Written instruction — Repeat every line exactly, keeping the pictures out of the copy.

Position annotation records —
########
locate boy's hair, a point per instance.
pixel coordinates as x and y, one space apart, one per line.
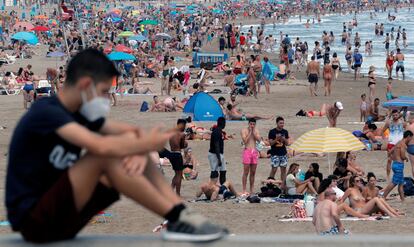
408 133
278 119
181 121
221 122
91 63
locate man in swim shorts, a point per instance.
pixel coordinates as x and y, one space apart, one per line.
398 157
313 73
212 190
410 146
216 152
325 217
250 136
396 126
399 57
278 140
177 142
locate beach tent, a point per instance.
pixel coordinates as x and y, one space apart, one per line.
203 107
400 102
274 70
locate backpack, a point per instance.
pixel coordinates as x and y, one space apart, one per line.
408 186
144 107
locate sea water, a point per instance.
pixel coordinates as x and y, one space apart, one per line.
366 30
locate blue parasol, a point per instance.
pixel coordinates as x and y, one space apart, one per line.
30 38
119 56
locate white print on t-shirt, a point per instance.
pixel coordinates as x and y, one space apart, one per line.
61 159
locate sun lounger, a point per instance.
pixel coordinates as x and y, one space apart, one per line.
309 219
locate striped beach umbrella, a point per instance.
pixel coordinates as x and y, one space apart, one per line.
327 140
400 102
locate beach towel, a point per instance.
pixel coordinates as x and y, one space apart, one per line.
144 107
276 200
309 219
408 186
4 223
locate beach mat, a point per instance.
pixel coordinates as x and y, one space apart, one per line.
309 219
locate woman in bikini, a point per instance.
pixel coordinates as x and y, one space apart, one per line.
190 165
353 166
358 203
363 108
335 65
389 63
371 190
331 182
165 75
327 77
238 65
372 81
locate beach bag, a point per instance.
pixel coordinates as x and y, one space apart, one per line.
253 199
270 190
144 107
298 209
408 186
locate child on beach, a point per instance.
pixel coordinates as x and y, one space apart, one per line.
53 190
389 94
363 108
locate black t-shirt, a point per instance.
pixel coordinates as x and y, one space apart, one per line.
278 149
38 156
316 175
216 139
340 174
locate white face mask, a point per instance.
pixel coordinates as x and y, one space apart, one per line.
96 108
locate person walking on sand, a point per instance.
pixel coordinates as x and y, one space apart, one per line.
53 191
250 136
398 157
326 218
312 71
177 142
389 63
396 127
357 63
410 146
332 113
278 140
399 58
327 77
216 152
372 81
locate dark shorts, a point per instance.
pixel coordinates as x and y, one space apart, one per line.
280 76
400 67
313 78
176 160
28 87
225 192
55 216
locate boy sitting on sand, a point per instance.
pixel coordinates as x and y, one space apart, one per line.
53 189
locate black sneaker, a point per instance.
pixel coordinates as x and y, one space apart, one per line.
192 227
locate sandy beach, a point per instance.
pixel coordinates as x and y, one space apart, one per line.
129 218
286 98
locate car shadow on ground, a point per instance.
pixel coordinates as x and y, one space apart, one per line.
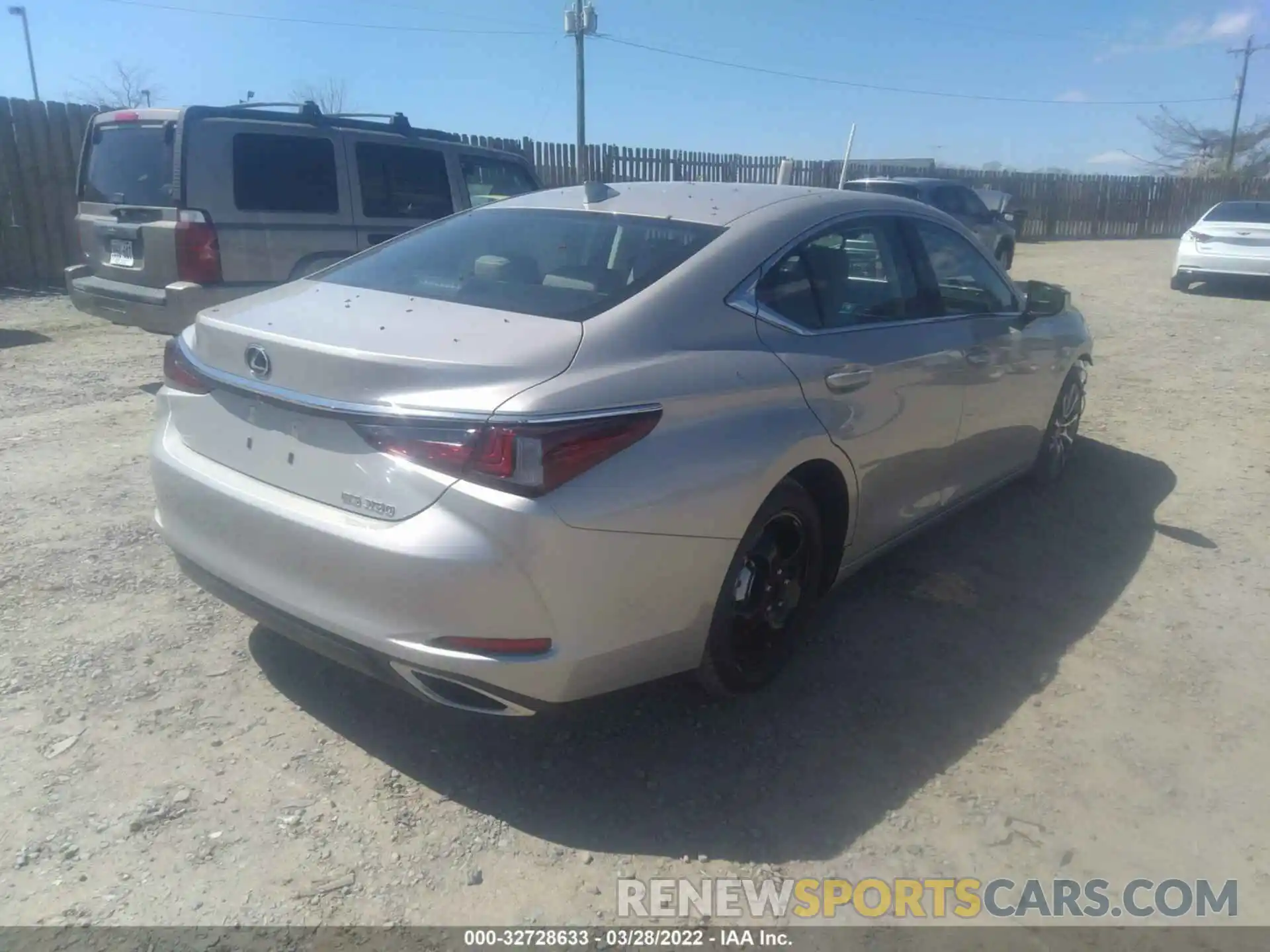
910 664
1249 290
21 338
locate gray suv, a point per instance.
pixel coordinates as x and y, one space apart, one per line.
185 208
954 198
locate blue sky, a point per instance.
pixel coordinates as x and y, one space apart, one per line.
1070 55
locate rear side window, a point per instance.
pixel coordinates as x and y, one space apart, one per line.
545 262
130 164
1250 212
285 175
491 179
399 182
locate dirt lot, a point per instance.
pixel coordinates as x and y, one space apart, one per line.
1053 684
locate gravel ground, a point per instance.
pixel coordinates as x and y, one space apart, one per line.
1066 683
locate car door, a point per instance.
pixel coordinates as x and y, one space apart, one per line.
843 311
1002 413
398 186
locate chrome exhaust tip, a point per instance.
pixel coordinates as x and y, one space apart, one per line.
459 695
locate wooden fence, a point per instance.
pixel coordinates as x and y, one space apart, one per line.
40 145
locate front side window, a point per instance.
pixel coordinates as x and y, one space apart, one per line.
276 173
545 262
967 282
399 182
491 179
850 274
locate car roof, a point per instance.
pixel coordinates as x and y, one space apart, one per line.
709 202
927 180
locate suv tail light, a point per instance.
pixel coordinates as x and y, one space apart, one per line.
529 459
179 374
198 251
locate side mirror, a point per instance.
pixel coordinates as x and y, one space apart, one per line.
1042 300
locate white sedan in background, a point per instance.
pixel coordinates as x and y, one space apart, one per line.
1231 240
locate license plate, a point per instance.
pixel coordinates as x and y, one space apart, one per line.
121 253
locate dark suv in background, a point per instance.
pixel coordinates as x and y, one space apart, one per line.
954 198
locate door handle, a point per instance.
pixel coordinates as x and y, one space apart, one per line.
978 356
846 380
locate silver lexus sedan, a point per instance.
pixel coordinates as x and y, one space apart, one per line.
591 437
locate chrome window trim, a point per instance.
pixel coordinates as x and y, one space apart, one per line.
745 298
343 408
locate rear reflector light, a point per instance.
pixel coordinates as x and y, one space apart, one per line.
198 249
179 374
529 460
495 647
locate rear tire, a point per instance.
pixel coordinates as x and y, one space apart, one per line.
1064 423
769 593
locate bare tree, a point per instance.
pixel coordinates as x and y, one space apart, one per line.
331 95
122 88
1184 147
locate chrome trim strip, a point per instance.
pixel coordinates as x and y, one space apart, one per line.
252 387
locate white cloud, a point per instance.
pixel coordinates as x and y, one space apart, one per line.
1114 157
1194 31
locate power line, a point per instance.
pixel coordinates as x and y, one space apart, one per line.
334 23
902 89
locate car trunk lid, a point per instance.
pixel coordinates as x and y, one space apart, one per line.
1232 239
335 357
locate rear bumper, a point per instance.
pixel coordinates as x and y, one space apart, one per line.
620 608
1194 264
167 310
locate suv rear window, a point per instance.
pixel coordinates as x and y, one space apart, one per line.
285 175
403 182
545 262
130 164
1251 212
491 179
########
Exercise answer —
locate boy's hair, a point per instance.
pixel coordinates as x and y, one space apart, one per line.
408 133
278 119
181 121
221 122
91 63
locate man in swim shorts, a point per instance.
pixel coordinates as x and y, one space apart, one per line.
398 157
313 73
212 190
410 146
216 152
325 217
250 136
396 126
399 57
278 140
177 142
locate beach tent, a point per instance.
pixel coordinates as x and y, one space apart, one per line.
203 107
400 102
274 70
locate backpack, a point per instance.
pixel coordinates as x and y, one space apart, one per line.
408 186
144 107
locate sea water, a point per instance.
pixel coordinates as x and y, one space apart, one per line.
366 30
locate blue parasol, a point per instance.
pixel coordinates as x and y, one space apart, one per line.
30 38
119 56
locate white print on t-shirt, a point per instance.
pixel coordinates as x and y, one space apart, one per line.
61 159
locate sun lounger, a point per instance.
pixel coordinates as x and y, one space apart, one per line.
309 219
locate striped beach umbrella, a point per instance.
pixel coordinates as x and y, one space apart, one per line.
327 140
400 102
locate beach towel, a point per instance.
pixel coordinates as x and y, one space apart, one per line.
144 107
276 200
309 219
408 186
4 223
locate beach mat, a point per instance.
pixel coordinates as x and y, one space apart, one per line.
309 219
locate woman in bikini, a point per instance.
pixel coordinates as x and y, one space apart, one per line.
190 165
353 166
358 203
363 108
335 65
389 63
371 190
331 182
165 75
327 77
238 65
372 81
locate beach bag, a point per instance.
pixel coordinates as x and y, one space apart, one per line.
253 199
270 190
144 107
298 209
408 186
locate child on beach, a point per instance.
pixel coordinates as x and y, one space apart, one per line.
53 190
389 94
363 108
locate black t-shirt, a point per instance.
pixel coordinates as x and y, one space apart, one per line.
278 149
38 156
316 175
216 139
340 174
locate white face mask, a point per instance.
pixel coordinates as x and y, one space apart, one per line.
96 108
locate person walking on sand, a point per instance.
pixel coordinates as x and y, one space apart, one per line.
53 191
250 136
398 157
326 218
312 71
177 142
389 63
396 127
357 63
410 146
332 113
278 140
399 58
327 77
216 152
372 81
locate dark shorts, a point per instance.
pixel coordinates as x and y, one space apart, one per line.
280 76
400 67
313 78
176 160
28 87
225 192
55 216
locate boy sitting on sand, a point per instance.
pixel coordinates as x and y, one space apart, one per line.
53 189
locate black sneaker, a point per instance.
pixel coordinates as x and y, one space apart, one per line.
192 227
locate sandy beach, a point per instance.
pixel coordinates as x and y, one space apart, one per line.
129 218
286 98
locate car shadow on ground, a point per instance.
pixel coordinates as x and y, one space apart, one per line.
910 664
1249 290
21 338
locate gray suv, a point per instance.
pixel coordinates as x and y, one space apart, one per line.
185 208
954 198
locate blue sky, a point per instance.
pixel coordinates as x and y, one space apart, one per line.
1070 55
locate rear side window, a point per instance.
pixel coordinates as x and y, one space apart, one per line.
545 262
130 164
1250 212
285 175
491 179
399 182
locate dirt lot, a point per instance.
pixel coordinates as x and y, one space apart, one per line.
1053 684
locate gravel ground, a point per instance.
pixel coordinates as x and y, one space apart, one per line.
1066 683
locate car door, a point per instance.
pixel coordinates as x and y, one space apart, one per line.
843 311
1002 413
398 186
locate chrome exhaust tip, a point per instance.
pixel coordinates as x and y, one space apart, one per line.
459 695
locate wooden fence, a point per instance.
pixel coordinates as x and y, one space apart, one per line.
40 145
locate front side window, a point per instance.
pixel coordinates as x and y, one space apart, one per line.
276 173
545 262
967 282
399 182
491 179
850 274
locate car roof, a point per instance.
pixel coordinates as x and y, one space apart, one per line.
709 202
927 180
locate suv tail light, a point per instance.
pixel coordinates as x and y, one space apart, one per line.
529 459
179 374
198 251
locate side mirror, a point per instance.
pixel coordinates as x and y, one space apart, one per line.
1042 300
locate white sedan in background, a point per instance.
pixel coordinates as x and y, one space apart, one per line.
1231 240
locate license plate, a point per instance.
pixel coordinates as x and y, one space apart, one per line.
121 253
locate dark suv in background, a point per instance.
pixel coordinates as x and y, one space apart, one per line.
954 198
locate door handle, a point per instance.
pixel coordinates as x and y, one space apart, one per line.
978 356
846 380
locate silver lexus sedan, a point per instance.
pixel coordinates as x and y, one space apart, one per line.
591 437
locate chrome window trim, a point per instance.
pixel coordinates as x and y, one space apart, one per line.
745 298
343 408
locate rear reflector light, a point per instance.
pixel coordinates as x and y, one space apart, one per line.
198 249
179 374
529 460
495 647
locate rear tire, a point per instance.
pixel coordinates as x and y, one space apart, one per line.
1064 423
769 593
locate bare tree, a point per instance.
pixel coordinates as x and y, one space apart, one per line.
331 95
122 88
1184 147
locate chrome trim strip, a point per instance.
pixel coordinates as x and y, one space apart, one per line.
252 387
locate white cloud, a point per instance.
pixel coordinates as x and y, one space apart, one per line.
1114 157
1194 31
locate power line, a point per instance.
pixel coordinates as x and y, one space apart, one per line.
334 23
902 89
locate car trunk lid, a point per instance.
pixel coordinates as x and y, one space apart, one per line.
1232 239
335 357
locate rear bumper, a point per instance.
pixel coordinates as x and y, one space apart, one per line.
620 608
1194 264
167 310
locate suv rear window, a point per instance.
pixel coordinates as x and y, one space apart, one per line.
285 175
403 182
545 262
130 164
1251 212
491 179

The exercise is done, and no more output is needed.